### TEXT UNDER STUDY
Objective: The aim of this study was to assess the accuracy and readability of ChatGPT's responses to questions encompassing surgical informed consent in urogynecology.
Study design: Five fellowship-trained urogynecology attending physicians and 1 reconstructive female urologist evaluated ChatGPT's responses to questions about 4 surgical procedures: (1) retropubic midurethral sling, (2) total vaginal hysterectomy, (3) uterosacral ligament suspension, and (4) sacrocolpopexy. Questions involved procedure descriptions, risks/benefits/alternatives, and additional resources. Responses were rated using the DISCERN tool, a 4-point accuracy scale, and the Flesch-Kinkaid Grade Level score.
Results: The median DISCERN tool overall rating was 3 (interquartile range [IQR], 3-4), indicating a moderate rating ("potentially important but not serious shortcomings"). Retropubic midurethral sling received the highest overall score (median, 4; IQR, 3-4), and uterosacral ligament suspension received the lowest (median, 3; IQR, 3-3). Using the 4-point accuracy scale, 44.0% of responses received a score of 4 ("correct and adequate"), 22.6% received a score of 3 ("correct but insufficient"), 29.8% received a score of 2 ("accurate and misleading information together"), and 3.6% received a score of 1 ("wrong or irrelevant answer"). ChatGPT performance was poor for discussion of benefits and alternatives for all surgical procedures, with some responses being inaccurate. The mean Flesch-Kinkaid Grade Level score for all responses was 17.5 (SD, 2.1), corresponding to a postgraduate reading level.

### EXERCISE
In the abstract on ChatGPT and urogynecology consent, can you copy word for word the passage that starts at "Study design: Five" and ends after "Grade Level score."?

### DATA PROVIDED

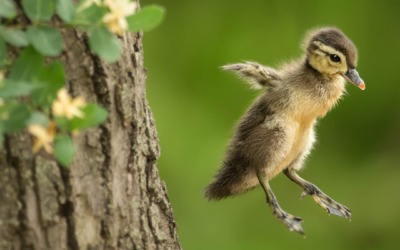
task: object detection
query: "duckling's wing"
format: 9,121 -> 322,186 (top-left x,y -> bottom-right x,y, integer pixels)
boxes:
221,61 -> 281,89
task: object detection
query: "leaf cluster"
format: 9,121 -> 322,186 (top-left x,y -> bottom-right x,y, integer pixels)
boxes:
0,0 -> 164,166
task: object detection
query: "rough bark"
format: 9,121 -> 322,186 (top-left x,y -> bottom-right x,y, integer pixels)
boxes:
0,0 -> 181,250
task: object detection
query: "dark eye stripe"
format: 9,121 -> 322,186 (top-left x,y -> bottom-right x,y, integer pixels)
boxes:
330,54 -> 340,62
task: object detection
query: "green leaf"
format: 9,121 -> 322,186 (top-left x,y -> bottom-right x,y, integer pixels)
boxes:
126,5 -> 165,32
0,121 -> 4,149
31,61 -> 65,107
69,103 -> 108,130
0,79 -> 42,99
0,37 -> 7,66
22,0 -> 54,21
0,0 -> 16,18
0,102 -> 30,133
89,27 -> 121,63
0,29 -> 29,47
10,46 -> 44,81
56,0 -> 76,23
73,4 -> 109,24
26,26 -> 63,56
54,136 -> 75,166
25,111 -> 49,128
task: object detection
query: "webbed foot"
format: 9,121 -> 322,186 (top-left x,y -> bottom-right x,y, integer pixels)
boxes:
300,182 -> 351,221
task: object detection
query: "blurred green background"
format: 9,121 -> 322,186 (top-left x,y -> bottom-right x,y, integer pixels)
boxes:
141,0 -> 400,250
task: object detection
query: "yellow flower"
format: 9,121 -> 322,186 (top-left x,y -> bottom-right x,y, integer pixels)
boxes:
51,88 -> 86,120
76,0 -> 101,12
103,0 -> 137,35
28,121 -> 56,154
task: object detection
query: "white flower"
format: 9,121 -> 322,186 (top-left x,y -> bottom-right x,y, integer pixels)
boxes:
103,0 -> 137,35
28,121 -> 56,154
76,0 -> 101,12
51,88 -> 86,120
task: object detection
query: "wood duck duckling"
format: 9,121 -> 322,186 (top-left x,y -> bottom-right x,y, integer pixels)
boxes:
204,27 -> 365,235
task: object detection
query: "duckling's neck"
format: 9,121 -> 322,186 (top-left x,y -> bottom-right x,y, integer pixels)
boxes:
297,58 -> 345,117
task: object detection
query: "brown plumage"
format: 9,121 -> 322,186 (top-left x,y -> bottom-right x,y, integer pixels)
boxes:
204,28 -> 365,234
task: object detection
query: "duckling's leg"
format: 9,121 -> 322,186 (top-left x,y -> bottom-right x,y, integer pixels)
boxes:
257,173 -> 305,235
284,169 -> 351,220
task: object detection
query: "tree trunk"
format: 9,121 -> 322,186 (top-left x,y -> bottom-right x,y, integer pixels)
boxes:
0,0 -> 181,250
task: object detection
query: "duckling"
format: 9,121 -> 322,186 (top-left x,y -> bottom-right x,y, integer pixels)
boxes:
204,27 -> 365,235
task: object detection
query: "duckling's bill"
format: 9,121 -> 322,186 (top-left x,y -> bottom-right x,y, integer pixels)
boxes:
342,69 -> 365,90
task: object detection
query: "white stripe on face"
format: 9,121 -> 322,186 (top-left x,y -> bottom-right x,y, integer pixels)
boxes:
313,41 -> 347,74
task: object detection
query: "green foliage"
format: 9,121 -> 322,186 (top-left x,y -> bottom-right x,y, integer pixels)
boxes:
0,26 -> 29,47
22,0 -> 54,21
10,46 -> 44,81
0,79 -> 42,99
56,0 -> 76,23
0,0 -> 164,166
89,27 -> 121,63
0,37 -> 7,66
55,103 -> 108,132
0,0 -> 15,18
126,5 -> 165,32
0,101 -> 30,133
26,26 -> 63,56
31,61 -> 65,108
54,136 -> 75,166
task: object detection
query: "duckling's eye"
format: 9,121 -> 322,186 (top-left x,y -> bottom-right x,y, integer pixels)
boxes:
330,54 -> 340,62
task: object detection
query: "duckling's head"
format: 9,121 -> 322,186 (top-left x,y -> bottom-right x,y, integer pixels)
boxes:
304,27 -> 365,90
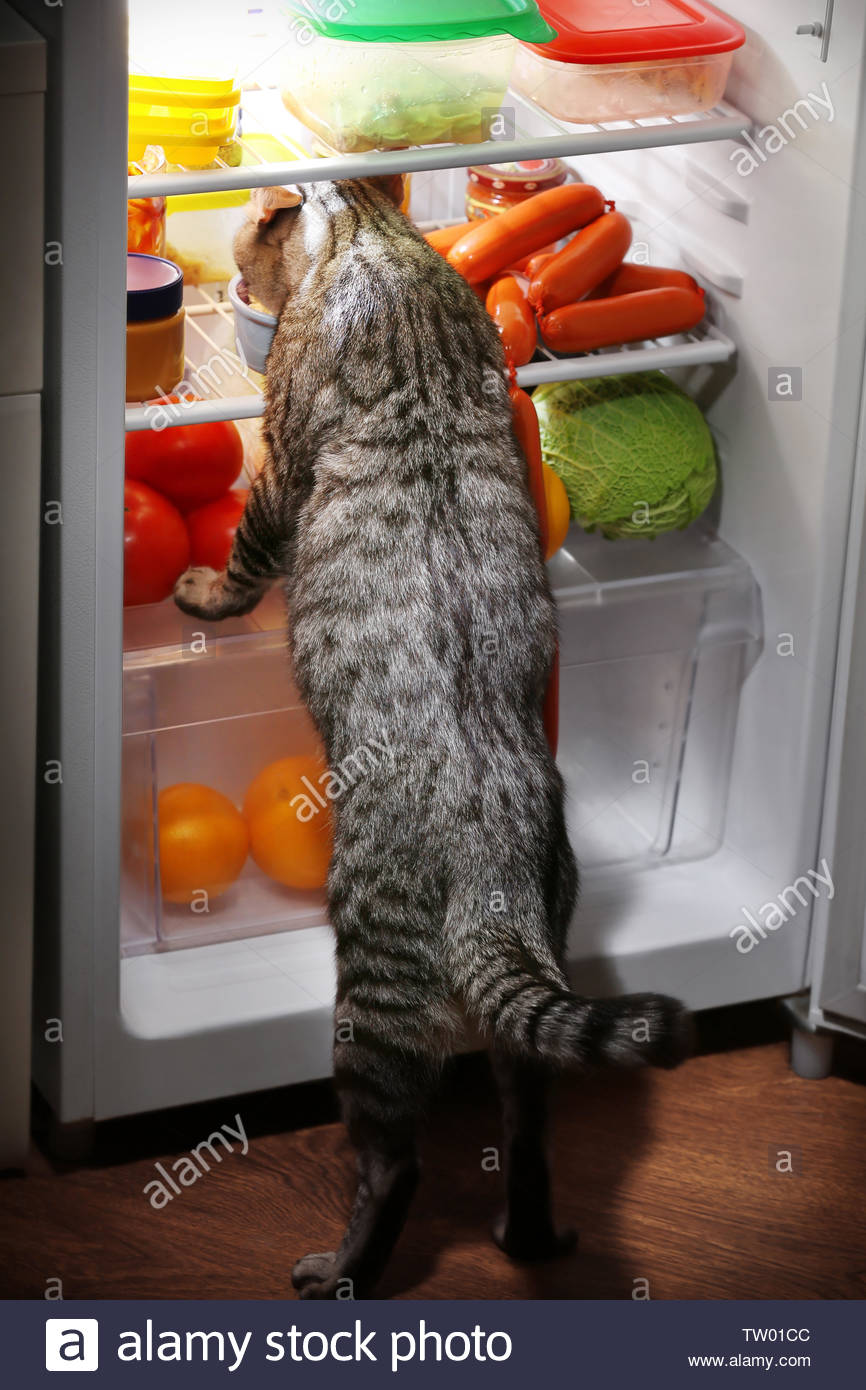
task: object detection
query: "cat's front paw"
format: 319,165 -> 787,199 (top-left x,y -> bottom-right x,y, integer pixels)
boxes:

### SOLUTION TO THE EXERCISE
Study design: Five fellowship-trained urogynecology attending physicians and 1 reconstructive female urologist evaluated ChatGPT's responses to questions about 4 surgical procedures: (1) retropubic midurethral sling, (2) total vaginal hysterectomy, (3) uterosacral ligament suspension, and (4) sacrocolpopexy. Questions involved procedure descriptions, risks/benefits/alternatives, and additional resources. Responses were rated using the DISCERN tool, a 4-point accuracy scale, and the Flesch-Kinkaid Grade Level score.